All of the entries should be restated word for word, but without their pictures.

***** DATA FOR THE TASK *****

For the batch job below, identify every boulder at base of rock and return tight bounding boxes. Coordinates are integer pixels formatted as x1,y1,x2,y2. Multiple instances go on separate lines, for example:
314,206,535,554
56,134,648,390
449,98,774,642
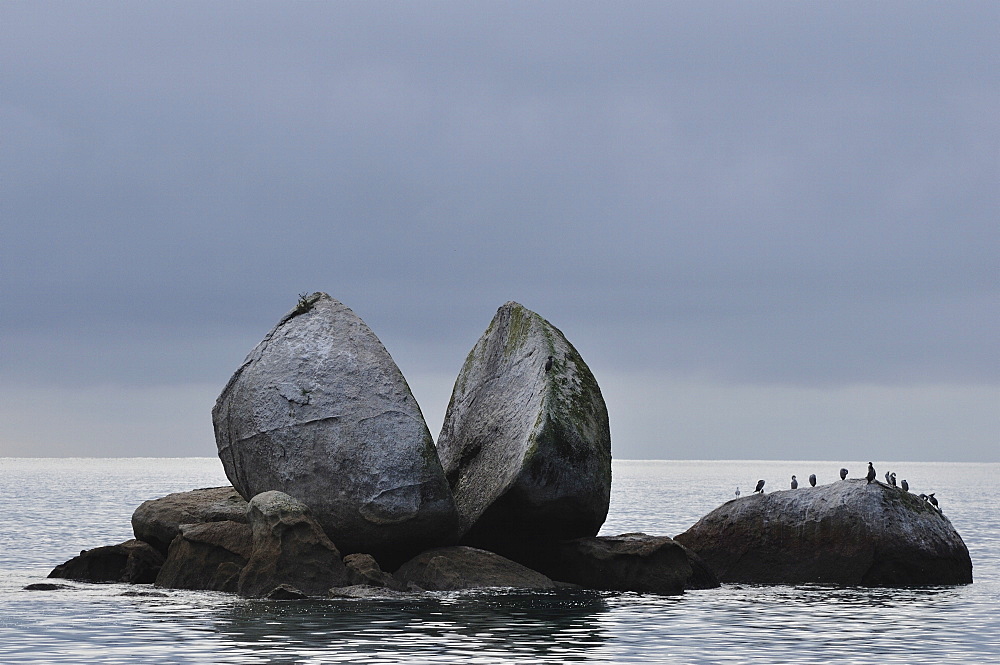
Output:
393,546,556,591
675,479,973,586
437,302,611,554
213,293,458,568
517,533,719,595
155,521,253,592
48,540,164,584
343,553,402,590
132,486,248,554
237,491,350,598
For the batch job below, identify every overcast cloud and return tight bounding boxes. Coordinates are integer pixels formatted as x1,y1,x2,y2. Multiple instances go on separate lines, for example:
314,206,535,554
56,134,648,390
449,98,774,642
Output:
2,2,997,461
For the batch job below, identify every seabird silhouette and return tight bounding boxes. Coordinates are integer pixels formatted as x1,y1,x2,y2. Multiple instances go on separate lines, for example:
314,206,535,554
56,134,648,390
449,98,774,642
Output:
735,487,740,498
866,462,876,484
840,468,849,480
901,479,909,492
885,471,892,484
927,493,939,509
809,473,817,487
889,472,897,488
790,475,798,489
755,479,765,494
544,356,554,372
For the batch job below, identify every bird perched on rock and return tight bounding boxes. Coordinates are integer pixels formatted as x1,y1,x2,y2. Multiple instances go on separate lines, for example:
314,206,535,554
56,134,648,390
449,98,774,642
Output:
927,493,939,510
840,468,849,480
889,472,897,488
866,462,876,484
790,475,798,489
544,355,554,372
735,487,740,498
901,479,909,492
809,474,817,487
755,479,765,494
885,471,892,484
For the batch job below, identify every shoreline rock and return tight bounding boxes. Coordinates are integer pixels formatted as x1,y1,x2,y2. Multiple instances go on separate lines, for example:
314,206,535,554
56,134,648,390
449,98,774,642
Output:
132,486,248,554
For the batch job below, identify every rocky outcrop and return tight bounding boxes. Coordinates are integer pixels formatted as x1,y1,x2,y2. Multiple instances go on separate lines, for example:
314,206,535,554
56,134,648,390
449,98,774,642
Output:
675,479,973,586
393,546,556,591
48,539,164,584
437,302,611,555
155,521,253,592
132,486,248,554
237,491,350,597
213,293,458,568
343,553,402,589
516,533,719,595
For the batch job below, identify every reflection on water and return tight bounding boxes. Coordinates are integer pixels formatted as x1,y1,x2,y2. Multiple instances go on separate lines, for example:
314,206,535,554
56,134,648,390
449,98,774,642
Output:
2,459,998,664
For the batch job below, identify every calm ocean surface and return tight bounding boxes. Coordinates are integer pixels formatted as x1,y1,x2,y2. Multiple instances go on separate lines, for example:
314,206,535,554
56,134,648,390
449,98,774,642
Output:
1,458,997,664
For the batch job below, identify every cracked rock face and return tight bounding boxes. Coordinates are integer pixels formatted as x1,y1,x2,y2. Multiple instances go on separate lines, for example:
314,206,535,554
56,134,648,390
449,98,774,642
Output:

*****

* RESULT OF THIS EXERCISE *
For the batch job below, identify every boulder at base of rock and return tight bounding boxes. Coordinates are integer pixels formatted as x1,y1,x2,y2. Multiple instances go on separate lines, for example:
314,206,535,554
56,134,648,390
449,98,774,642
Output:
393,546,556,591
675,479,973,586
437,302,611,554
213,293,458,568
517,533,719,595
155,521,253,592
48,540,164,584
343,553,402,590
132,486,248,554
237,491,350,598
For the batch job below, identify every overcast cloud and return tight bounding boxes. Coordinates are integer pixels formatted as x1,y1,x2,y2. Multiple instances go on separate lines, for example:
314,206,535,554
56,134,648,390
449,98,774,642
Output:
2,2,997,461
For the batch job below, identify every seabird silhouette and return tight bounding boxes. Coordinates are integer pixels formatted as x1,y1,x2,y2. Multiple instances go on separate lines, for example:
314,206,535,554
56,134,648,390
449,98,774,642
Output:
735,487,740,498
866,462,876,484
840,468,849,480
901,479,909,492
885,471,892,484
927,493,939,509
809,473,817,487
889,472,897,488
790,475,798,489
755,479,765,494
544,356,554,372
For the batch job below, identify every bird perched on rock and return tight bounding boxes. Coordinates are integer pixels formatted as x1,y1,x2,y2. Multiple instances go on separate lines, for example:
314,206,535,554
56,134,648,390
449,98,774,642
Output:
927,493,939,510
840,468,849,480
889,472,897,488
866,462,876,484
790,475,798,489
544,355,554,372
735,487,740,498
901,479,909,492
809,474,817,487
755,479,765,494
885,471,892,484
For the batch job below, identify every shoreline rock and return tight bounding boxes. Coordinates are integer pixels formatted as x1,y1,x2,y2. Multiple instances go on separate lines, for example:
314,206,535,554
56,134,648,390
449,98,774,642
Output:
132,486,248,554
For the batch job below, identify every rocky outcrop and return tight bounding boxes. Coordinates are integer pixels formatted as x1,y1,x2,y2. Multiple instances go on separate lines, for example:
314,206,535,554
56,134,648,390
449,98,774,642
Output:
675,479,973,586
393,546,556,591
48,539,164,584
437,302,611,555
155,521,253,592
132,486,248,554
237,491,350,597
213,293,458,568
343,553,402,589
516,533,719,595
For the batch job below, identify every reflection on water and return tight bounding boxes. Coordinates are integer pixels formatted as x1,y1,x2,y2. Multiple instances go on separate lines, for example:
314,206,535,554
56,134,648,390
449,98,774,642
Output:
2,459,998,664
For the batch job below, identify every calm ocean surface and return tight bounding boxes. Coordinates are integer pixels formatted as x1,y1,x2,y2. Multiple instances go on separate lines, for example:
314,206,535,554
56,134,648,390
449,98,774,642
Output:
1,458,997,664
For the batch job below, identify every cracked rock face and return tight bounding boxes. Coordinates are integer pixels formatted as x1,y1,x2,y2. Multiple instances go on separate lines, for example:
314,206,535,554
56,134,648,390
449,98,774,642
Output:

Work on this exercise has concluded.